> _DOKUMENTAUSZUG_
(neu: Äußerungen des Bauernverbandes.)
LEIPZIG (dpa-AFX) - Die Bundesregierung muss nach einem Urteil des Bundesverwaltungsgerichts handeln, um die Nitratbelastung des Grundwassers zu senken. Das Bundeslandwirtschaftsministerium müsse ein Nationales Aktionsprogramm zum Schutz der Gewässer vor Nitrat aus landwirtschaftlichen Quellen erstellen, entschied das Gericht in Leipzig (Az.: BVerwG 10 C 1.25). Es gab damit der Deutschen Umwelthilfe (DUH) recht, die für die Erarbeitung dieses Aktionsprogramms geklagt hatte.
Die Umweltvereinigung bezeichnete das Urteil als "Riesenerfolg". Verbände der Wasserwirtschaft fordern konkrete Maßnahmen und strengere Düngerregeln. Der Deutsche Bauernverband sieht das Düngerecht durch das Urteil nicht infrage gestellt.
Düngegesetz verlangt Aktionsprogramm
Das Düngegesetz verpflichte den Bund schon seit 2017, ein solches Aktionsprogramm zu entwerfen, urteilte der 10. Senat. In einem zweiten Schritt müsse dieses dann in anstehende Änderungen der Düngeverordnung einbezogen werden.
Diese gesetzlich vorgeschriebene Dualität - erst Aktionsprogramm, dann Düngeverordnung - habe das Bundeslandwirtschaftsministerium bislang nicht umgesetzt. "Es besteht zwar die Düngeverordnung", sagte die Vorsitzende Richterin Susanne Rublack. "Ein der Düngeverordnung vorgelagertes Aktionsprogramm ist dagegen noch niemals erstellt worden."

> _QUELLENAUSZUG_
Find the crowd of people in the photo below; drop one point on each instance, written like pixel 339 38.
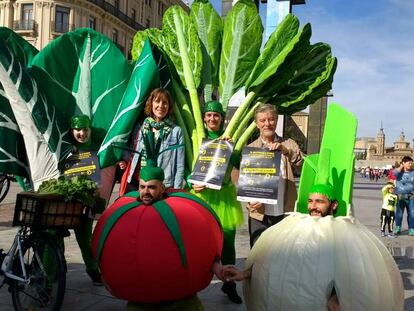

> _ZIEL DER ÜBUNG_
Seit welchem Jahr verpflichtet das Düngegesetz laut dem Dokumentauszug den Bund, ein Aktionsprogramm zu entwerfen?

> _ERGEBNIS DER ÜBUNG_
Seit 2017.